Reproduce the lines character for character, starting with the line containing "[segment] distant road" and ending with the line containing "MULTIPOLYGON (((211 163, 65", both included.

-- DATASET CONTENT start --

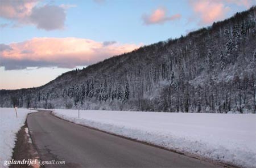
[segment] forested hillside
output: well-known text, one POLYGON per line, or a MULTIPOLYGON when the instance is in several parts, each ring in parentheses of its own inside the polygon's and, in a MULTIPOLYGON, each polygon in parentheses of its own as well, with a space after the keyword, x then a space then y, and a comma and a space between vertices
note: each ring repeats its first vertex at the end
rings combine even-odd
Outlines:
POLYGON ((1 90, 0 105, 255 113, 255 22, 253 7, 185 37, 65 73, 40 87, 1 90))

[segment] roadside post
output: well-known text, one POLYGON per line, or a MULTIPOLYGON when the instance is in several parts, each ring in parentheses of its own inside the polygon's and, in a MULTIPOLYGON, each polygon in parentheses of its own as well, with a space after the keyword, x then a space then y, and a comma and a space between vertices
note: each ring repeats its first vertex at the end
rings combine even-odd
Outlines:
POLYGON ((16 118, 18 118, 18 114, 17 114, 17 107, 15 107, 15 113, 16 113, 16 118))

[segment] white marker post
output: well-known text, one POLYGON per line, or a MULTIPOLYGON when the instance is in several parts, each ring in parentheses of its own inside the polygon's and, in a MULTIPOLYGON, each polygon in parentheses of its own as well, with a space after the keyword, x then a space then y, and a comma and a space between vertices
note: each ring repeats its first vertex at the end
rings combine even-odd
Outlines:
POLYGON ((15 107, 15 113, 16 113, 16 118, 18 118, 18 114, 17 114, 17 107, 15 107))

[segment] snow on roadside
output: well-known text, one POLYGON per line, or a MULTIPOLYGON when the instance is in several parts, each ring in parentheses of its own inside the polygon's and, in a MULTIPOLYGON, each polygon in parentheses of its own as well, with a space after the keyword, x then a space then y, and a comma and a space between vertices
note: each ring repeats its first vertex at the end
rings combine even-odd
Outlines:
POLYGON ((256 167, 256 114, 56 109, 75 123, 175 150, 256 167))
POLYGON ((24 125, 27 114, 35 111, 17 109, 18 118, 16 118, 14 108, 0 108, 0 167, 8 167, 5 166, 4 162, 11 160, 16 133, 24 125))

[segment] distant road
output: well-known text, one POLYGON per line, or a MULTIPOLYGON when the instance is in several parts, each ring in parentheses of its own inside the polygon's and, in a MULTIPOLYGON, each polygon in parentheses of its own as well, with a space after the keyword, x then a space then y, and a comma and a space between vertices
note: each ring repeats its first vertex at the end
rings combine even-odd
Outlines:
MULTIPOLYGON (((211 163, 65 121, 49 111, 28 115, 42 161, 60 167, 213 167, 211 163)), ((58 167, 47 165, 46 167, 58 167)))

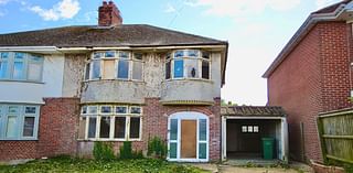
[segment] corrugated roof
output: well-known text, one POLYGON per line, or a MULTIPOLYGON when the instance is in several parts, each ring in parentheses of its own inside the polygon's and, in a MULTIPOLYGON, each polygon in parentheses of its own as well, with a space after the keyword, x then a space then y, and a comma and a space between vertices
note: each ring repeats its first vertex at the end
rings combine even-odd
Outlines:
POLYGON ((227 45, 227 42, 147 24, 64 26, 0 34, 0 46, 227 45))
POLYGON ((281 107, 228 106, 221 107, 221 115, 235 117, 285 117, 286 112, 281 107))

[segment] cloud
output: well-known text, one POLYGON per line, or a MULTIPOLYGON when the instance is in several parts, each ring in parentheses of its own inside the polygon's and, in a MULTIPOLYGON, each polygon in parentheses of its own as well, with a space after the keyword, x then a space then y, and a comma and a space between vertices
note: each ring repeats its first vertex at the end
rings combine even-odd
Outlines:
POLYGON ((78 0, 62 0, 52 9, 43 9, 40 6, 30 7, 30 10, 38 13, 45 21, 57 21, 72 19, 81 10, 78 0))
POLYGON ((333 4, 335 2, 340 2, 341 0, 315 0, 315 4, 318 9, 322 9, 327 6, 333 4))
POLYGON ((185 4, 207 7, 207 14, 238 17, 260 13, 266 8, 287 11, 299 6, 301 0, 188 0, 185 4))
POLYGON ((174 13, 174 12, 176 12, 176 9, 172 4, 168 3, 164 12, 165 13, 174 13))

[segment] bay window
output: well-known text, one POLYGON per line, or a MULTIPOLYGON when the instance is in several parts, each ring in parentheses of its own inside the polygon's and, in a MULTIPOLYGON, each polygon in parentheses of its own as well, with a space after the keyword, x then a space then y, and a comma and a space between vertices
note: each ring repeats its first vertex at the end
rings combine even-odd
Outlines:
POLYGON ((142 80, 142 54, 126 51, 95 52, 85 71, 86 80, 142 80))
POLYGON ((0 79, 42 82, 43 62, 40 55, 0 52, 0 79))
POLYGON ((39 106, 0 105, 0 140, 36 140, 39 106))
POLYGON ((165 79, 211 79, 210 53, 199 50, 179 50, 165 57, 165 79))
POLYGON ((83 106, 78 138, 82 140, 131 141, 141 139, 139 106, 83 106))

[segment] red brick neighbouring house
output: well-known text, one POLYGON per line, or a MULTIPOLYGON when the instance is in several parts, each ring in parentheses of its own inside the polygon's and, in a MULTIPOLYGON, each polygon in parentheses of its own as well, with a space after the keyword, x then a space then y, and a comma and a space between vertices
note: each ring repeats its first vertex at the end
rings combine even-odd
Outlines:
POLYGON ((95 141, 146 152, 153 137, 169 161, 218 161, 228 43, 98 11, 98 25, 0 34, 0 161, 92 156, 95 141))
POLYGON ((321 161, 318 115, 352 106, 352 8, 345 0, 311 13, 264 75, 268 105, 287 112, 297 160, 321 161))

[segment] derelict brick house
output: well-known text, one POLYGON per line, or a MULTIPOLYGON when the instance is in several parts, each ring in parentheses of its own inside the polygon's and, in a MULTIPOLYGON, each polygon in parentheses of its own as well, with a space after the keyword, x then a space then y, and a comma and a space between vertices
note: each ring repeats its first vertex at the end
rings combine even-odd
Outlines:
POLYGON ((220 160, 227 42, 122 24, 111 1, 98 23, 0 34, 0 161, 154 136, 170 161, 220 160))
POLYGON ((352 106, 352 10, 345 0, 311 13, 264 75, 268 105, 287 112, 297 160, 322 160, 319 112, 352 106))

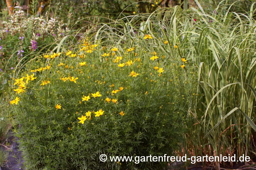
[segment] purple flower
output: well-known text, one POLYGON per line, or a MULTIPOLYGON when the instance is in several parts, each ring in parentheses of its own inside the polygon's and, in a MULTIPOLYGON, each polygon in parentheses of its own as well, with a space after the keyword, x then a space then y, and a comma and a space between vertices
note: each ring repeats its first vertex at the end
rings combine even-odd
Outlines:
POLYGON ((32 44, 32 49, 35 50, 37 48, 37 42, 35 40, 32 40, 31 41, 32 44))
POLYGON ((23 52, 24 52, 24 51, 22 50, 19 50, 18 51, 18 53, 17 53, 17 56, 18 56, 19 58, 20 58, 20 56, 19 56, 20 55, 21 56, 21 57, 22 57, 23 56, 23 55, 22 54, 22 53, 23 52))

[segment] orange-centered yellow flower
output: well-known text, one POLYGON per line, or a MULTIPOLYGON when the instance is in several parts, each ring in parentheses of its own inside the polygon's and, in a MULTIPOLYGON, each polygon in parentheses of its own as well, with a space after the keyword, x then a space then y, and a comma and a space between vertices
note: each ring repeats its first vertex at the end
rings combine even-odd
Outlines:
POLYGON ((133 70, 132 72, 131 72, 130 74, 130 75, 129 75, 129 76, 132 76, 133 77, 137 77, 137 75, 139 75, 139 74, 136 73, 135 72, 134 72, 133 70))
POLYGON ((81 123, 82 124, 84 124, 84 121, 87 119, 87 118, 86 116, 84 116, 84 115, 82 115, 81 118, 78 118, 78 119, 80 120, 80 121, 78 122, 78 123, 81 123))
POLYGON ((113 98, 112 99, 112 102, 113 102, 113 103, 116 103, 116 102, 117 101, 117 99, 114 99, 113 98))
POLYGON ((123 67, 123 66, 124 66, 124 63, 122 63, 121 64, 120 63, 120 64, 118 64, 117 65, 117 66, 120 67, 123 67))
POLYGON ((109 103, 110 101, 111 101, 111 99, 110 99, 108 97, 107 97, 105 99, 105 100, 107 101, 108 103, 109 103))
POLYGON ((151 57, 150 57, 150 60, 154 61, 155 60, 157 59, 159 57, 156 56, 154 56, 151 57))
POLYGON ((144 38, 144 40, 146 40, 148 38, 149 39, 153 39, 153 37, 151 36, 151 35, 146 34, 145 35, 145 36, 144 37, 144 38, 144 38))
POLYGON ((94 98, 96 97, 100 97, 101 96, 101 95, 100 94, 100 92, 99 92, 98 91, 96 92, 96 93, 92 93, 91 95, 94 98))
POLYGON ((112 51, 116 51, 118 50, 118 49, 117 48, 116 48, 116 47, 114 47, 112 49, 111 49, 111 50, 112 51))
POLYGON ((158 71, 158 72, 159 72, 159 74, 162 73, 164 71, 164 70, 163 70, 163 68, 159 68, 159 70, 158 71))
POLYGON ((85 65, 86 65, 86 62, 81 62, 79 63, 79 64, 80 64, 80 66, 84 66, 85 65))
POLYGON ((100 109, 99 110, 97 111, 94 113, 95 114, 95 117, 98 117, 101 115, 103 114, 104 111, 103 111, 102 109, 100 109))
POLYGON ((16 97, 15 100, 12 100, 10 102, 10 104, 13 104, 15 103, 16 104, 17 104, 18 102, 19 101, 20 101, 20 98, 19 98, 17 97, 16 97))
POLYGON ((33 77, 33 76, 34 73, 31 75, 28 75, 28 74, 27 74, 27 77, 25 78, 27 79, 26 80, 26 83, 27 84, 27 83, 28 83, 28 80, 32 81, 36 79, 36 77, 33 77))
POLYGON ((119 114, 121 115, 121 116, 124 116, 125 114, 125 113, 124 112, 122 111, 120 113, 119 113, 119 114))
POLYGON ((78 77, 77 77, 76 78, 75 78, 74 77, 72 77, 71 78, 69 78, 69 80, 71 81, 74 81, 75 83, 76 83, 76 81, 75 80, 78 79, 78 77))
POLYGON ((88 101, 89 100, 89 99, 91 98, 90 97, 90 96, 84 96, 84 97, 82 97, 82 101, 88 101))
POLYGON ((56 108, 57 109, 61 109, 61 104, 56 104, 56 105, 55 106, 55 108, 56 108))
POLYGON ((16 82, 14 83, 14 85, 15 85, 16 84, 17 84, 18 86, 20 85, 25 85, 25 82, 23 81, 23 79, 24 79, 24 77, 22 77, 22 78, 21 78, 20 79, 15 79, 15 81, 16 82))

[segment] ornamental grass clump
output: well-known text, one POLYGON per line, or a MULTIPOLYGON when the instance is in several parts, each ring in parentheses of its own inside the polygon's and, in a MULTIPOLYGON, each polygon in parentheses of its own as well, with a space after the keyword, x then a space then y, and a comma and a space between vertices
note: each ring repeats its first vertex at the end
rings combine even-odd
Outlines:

-- DATASET CONTENT end --

**SOLUTION TO THE PROBLEM:**
[segment] distant road
output: well-known text, one POLYGON per line, or a MULTIPOLYGON when the instance is in several parts, each ring in parentheses of its own inside the polygon's and, in a MULTIPOLYGON, each polygon in parentheses of its own as well, with a space after the keyword, x then a space then y, and a comma and a space between vertices
note: each ring repeats its first vertex at the end
rings combine even-odd
Outlines:
MULTIPOLYGON (((211 163, 65 121, 49 111, 28 115, 42 161, 60 167, 213 167, 211 163)), ((58 167, 47 165, 46 167, 58 167)))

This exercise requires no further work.